_The problem_
Transcribe, word for word, the line containing "Task: for the roadway count, mark the vertical" and each line following it through the end of the listing below. Omit all other lines.
# # #
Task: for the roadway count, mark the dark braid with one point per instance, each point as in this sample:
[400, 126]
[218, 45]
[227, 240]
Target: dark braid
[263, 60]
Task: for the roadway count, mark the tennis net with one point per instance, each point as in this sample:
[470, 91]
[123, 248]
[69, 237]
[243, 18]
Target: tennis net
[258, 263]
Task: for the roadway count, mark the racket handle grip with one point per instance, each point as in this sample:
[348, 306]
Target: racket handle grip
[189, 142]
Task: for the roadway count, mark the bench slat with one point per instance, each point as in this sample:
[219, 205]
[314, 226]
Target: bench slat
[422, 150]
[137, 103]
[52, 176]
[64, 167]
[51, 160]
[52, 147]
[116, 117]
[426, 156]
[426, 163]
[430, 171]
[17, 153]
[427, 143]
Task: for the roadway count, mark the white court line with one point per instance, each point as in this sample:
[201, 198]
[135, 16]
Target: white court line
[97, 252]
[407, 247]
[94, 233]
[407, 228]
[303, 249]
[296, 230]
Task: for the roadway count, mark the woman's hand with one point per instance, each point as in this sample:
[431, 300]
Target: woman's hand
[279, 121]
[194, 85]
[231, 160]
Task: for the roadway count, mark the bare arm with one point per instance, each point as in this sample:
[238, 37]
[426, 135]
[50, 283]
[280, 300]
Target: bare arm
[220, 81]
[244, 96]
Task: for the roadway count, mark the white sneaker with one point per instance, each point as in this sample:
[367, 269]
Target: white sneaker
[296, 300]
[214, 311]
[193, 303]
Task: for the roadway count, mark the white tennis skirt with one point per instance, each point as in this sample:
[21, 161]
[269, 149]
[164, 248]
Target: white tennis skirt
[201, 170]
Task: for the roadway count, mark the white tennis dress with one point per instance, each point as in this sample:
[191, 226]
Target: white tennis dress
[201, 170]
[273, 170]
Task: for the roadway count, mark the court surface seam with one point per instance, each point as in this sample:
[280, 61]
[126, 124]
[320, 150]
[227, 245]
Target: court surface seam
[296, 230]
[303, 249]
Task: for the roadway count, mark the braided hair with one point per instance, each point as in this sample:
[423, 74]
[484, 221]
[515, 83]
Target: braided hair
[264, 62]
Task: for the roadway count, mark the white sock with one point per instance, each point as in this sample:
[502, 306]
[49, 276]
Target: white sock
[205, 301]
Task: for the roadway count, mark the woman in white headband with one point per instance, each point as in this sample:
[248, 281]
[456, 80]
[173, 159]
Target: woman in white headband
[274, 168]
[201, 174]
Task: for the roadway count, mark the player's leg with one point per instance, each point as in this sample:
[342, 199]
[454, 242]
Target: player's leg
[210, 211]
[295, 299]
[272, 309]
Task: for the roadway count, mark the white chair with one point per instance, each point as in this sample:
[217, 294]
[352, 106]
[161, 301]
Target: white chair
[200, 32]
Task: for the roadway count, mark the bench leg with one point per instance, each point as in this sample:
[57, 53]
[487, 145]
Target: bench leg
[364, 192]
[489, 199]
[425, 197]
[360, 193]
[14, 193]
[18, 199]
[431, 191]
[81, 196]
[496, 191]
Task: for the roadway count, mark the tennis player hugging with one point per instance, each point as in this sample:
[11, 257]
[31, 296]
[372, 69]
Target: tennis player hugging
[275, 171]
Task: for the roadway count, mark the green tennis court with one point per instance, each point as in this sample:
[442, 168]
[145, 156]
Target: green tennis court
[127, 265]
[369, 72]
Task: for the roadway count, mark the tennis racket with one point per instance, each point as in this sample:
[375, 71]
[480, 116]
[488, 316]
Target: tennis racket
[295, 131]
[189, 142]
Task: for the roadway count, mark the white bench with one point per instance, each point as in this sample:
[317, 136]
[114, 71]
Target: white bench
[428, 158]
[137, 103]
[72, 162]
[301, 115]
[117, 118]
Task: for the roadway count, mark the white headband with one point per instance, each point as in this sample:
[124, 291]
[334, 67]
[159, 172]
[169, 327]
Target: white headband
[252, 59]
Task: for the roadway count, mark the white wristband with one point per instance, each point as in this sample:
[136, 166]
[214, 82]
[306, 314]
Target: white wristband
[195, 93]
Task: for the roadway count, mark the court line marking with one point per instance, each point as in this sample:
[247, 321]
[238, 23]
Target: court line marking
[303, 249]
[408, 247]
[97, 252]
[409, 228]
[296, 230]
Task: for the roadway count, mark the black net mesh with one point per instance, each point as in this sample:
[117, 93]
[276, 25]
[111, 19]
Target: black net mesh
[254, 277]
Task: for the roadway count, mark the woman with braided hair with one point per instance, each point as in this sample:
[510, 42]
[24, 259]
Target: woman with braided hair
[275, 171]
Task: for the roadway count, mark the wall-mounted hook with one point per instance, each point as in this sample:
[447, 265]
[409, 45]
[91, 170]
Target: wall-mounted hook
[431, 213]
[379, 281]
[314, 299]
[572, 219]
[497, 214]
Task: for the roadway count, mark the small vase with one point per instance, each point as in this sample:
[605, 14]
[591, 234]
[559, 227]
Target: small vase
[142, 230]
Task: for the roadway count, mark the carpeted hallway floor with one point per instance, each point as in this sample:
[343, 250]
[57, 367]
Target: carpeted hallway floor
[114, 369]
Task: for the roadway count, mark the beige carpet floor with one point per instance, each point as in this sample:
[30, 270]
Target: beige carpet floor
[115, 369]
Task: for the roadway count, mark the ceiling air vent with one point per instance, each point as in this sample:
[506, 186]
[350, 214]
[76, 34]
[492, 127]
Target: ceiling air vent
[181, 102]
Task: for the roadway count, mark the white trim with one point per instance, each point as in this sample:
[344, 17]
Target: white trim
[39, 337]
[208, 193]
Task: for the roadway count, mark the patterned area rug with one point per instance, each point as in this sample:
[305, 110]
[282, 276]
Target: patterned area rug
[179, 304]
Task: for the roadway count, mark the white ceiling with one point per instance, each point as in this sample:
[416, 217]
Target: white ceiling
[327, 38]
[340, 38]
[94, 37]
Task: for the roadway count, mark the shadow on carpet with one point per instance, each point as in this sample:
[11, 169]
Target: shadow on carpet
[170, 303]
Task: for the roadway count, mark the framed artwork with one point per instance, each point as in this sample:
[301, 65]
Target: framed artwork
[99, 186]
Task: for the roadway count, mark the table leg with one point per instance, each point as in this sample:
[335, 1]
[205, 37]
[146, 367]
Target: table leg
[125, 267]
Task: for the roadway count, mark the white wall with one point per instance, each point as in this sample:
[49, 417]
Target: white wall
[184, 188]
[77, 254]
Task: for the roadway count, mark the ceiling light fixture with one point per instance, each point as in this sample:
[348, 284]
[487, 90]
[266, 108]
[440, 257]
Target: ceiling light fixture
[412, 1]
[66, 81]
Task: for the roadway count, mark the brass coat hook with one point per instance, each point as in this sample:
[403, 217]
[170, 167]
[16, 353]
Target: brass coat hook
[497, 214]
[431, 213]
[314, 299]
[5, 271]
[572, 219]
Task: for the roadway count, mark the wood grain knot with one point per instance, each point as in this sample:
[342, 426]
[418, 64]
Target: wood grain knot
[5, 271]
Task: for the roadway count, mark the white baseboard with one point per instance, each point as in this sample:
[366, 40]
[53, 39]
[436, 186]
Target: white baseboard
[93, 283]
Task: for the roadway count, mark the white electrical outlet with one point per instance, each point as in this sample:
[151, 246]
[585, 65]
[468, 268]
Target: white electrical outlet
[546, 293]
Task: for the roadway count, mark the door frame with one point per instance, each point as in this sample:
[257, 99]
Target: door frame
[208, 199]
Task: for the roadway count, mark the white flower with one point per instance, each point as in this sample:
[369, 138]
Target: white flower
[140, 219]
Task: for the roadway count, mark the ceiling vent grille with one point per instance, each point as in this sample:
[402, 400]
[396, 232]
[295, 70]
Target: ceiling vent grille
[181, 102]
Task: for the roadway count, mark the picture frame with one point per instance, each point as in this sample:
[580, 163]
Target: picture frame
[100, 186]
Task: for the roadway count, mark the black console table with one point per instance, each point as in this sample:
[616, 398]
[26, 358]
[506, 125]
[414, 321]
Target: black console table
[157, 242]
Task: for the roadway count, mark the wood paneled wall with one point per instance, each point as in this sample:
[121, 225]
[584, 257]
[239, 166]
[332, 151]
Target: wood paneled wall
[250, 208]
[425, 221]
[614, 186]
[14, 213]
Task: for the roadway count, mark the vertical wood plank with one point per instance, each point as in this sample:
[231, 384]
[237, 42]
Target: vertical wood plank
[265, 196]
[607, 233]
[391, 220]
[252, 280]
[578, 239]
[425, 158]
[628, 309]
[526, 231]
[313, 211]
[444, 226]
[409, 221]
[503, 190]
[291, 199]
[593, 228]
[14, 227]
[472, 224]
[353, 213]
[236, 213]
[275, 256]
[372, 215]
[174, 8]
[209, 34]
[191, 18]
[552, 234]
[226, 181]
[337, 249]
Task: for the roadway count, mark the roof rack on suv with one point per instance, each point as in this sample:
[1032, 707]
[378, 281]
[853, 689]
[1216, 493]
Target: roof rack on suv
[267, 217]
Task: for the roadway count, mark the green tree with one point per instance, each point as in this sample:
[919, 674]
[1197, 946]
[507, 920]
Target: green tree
# # #
_Full output_
Task: for the roadway count, mark the vertical wood plank with one point per instance, each point as in this sample:
[231, 384]
[237, 42]
Target: vertical wood plank
[265, 196]
[607, 233]
[391, 220]
[252, 280]
[578, 239]
[425, 158]
[628, 309]
[526, 231]
[313, 211]
[444, 226]
[409, 221]
[503, 190]
[291, 199]
[593, 228]
[14, 227]
[472, 224]
[353, 213]
[236, 213]
[275, 256]
[372, 215]
[174, 8]
[209, 34]
[191, 18]
[552, 234]
[226, 181]
[337, 249]
Task: for the roadway count, mark the roof rack on suv with one point per instance, each point as in this sample:
[1032, 707]
[378, 281]
[853, 689]
[1216, 493]
Target: roof rack on suv
[267, 217]
Task: for the roadway count, mark the green tree with one point per instance, each point as in this sample:
[919, 674]
[1197, 946]
[507, 920]
Target: green tree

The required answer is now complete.